##### Data rows #####

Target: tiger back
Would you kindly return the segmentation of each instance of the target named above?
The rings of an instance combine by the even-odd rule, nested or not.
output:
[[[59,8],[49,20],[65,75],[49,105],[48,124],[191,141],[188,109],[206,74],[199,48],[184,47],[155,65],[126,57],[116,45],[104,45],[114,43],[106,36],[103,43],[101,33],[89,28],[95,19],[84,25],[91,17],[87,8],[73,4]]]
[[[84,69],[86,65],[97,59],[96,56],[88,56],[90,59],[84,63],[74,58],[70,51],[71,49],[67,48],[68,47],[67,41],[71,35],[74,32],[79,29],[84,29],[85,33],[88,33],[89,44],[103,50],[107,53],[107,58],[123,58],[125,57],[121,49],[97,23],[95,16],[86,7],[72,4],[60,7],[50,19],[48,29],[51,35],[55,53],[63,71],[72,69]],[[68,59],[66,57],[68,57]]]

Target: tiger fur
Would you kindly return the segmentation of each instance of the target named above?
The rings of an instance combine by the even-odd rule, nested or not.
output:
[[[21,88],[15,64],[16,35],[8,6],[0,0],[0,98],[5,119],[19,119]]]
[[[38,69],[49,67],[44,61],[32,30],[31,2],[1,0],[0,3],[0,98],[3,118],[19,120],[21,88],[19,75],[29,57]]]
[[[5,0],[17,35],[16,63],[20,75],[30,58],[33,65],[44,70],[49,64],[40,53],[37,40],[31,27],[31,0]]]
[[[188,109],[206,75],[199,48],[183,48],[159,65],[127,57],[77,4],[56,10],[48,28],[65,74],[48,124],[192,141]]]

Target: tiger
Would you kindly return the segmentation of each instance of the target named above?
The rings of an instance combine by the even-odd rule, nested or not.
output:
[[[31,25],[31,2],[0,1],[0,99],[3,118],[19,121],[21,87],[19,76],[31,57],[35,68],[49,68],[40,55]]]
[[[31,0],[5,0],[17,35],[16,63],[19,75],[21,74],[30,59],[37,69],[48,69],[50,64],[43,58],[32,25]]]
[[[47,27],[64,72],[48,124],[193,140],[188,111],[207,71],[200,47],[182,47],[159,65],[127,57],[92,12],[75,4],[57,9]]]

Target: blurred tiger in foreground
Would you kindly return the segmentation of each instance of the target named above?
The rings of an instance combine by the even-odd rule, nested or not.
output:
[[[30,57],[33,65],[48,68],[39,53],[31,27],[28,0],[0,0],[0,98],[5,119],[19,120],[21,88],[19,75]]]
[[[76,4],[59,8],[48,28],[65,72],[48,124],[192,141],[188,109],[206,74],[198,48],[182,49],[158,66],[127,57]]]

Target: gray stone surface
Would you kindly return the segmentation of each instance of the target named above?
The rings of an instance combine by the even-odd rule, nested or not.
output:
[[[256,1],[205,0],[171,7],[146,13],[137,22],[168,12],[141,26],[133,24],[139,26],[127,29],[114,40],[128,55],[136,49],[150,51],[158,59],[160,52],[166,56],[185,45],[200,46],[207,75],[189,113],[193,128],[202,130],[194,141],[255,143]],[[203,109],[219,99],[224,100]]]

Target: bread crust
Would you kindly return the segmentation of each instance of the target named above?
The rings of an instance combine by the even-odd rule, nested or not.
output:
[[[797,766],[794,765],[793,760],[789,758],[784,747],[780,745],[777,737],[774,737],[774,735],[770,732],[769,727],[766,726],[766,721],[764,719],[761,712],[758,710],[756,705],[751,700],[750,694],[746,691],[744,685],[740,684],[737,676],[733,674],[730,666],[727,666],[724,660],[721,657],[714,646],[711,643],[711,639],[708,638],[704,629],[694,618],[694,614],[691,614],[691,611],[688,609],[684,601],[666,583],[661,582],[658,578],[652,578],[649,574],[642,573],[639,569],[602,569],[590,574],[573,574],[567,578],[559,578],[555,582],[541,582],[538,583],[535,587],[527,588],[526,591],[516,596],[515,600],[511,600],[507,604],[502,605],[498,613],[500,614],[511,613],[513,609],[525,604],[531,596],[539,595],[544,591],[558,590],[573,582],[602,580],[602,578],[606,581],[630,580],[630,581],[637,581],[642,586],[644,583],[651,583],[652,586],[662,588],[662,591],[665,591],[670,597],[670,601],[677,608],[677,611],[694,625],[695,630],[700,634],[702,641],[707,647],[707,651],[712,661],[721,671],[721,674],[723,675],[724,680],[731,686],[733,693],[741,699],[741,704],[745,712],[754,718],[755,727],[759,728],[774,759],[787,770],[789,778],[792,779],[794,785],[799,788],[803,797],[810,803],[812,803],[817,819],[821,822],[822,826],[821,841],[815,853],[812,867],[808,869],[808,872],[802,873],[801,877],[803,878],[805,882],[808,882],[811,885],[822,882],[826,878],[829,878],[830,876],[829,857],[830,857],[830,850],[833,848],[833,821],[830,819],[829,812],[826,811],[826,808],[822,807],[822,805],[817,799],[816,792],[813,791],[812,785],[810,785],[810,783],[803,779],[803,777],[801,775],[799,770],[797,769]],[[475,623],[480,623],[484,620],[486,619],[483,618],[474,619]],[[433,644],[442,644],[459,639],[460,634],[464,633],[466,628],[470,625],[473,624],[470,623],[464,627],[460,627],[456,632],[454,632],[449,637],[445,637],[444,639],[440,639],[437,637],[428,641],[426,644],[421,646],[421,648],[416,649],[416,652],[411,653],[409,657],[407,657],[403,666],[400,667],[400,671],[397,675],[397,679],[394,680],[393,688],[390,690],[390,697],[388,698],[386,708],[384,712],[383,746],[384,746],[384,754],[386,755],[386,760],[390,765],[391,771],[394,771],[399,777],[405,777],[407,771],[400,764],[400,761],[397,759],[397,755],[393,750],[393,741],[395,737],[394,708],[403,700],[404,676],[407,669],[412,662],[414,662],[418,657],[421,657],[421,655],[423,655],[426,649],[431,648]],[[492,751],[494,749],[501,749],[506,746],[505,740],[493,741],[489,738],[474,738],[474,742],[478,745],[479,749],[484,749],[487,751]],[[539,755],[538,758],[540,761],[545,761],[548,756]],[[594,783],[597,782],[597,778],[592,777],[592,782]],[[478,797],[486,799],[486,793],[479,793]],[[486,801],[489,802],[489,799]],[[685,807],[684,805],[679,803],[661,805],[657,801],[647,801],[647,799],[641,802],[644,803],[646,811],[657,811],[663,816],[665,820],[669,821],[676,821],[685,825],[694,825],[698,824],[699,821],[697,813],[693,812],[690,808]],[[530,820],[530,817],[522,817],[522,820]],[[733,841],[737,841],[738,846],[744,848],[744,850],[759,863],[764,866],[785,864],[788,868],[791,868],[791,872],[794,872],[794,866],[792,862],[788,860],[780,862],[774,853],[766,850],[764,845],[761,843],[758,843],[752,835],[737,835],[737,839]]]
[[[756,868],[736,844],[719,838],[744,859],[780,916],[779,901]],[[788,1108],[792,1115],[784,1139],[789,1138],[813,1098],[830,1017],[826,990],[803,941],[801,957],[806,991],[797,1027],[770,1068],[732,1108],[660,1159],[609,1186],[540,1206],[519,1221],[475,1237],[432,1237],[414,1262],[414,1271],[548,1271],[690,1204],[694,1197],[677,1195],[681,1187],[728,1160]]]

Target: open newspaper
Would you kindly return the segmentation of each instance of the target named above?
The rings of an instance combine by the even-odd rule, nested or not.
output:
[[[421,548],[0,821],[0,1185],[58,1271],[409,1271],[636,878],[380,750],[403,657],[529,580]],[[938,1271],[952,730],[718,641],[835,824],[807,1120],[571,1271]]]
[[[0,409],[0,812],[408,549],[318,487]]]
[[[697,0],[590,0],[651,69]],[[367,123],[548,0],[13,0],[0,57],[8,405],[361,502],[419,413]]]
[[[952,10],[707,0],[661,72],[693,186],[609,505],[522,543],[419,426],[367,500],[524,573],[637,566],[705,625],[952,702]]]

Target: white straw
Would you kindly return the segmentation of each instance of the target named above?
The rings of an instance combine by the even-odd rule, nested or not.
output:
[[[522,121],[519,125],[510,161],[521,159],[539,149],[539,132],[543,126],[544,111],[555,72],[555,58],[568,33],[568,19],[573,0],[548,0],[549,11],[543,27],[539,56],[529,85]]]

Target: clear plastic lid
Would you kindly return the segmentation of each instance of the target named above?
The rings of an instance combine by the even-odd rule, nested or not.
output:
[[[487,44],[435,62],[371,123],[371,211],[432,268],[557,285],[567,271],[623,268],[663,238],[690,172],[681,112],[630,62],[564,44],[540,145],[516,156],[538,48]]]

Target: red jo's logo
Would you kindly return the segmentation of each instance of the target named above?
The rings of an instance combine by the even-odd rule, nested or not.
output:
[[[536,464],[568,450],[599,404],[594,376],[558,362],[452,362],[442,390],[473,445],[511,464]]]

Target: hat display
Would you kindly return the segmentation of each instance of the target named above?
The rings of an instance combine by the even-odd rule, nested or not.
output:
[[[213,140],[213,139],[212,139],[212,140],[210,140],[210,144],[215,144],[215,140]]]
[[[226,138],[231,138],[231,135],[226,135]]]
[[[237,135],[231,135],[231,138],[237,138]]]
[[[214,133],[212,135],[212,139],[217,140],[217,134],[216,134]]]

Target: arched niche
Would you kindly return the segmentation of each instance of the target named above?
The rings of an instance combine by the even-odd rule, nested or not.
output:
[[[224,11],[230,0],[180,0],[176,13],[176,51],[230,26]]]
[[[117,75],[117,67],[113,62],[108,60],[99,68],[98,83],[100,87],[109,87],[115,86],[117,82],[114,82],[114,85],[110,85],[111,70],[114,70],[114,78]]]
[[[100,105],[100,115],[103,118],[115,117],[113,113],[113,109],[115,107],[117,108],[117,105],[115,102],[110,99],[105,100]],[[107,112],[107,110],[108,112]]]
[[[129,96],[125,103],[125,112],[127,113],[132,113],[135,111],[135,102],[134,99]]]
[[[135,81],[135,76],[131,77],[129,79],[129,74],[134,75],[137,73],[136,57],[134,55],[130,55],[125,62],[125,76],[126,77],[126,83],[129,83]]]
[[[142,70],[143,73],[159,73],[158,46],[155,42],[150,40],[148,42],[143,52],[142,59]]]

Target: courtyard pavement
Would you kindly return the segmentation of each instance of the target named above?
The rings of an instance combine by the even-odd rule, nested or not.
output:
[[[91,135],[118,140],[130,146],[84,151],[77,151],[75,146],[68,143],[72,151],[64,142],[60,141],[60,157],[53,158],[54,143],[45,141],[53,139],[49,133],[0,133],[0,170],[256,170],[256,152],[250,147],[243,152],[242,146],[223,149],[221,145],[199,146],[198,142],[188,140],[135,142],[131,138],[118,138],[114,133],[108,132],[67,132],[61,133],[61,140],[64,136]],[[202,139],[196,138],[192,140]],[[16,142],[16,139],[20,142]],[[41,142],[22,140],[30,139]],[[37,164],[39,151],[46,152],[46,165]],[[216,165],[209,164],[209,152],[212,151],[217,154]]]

#####

Pick out each line of the records above that contains the word "tiger". Case counts.

» **Answer for the task**:
Target: tiger back
Target: tiger fur
Target: tiger
Target: blurred tiger in foreground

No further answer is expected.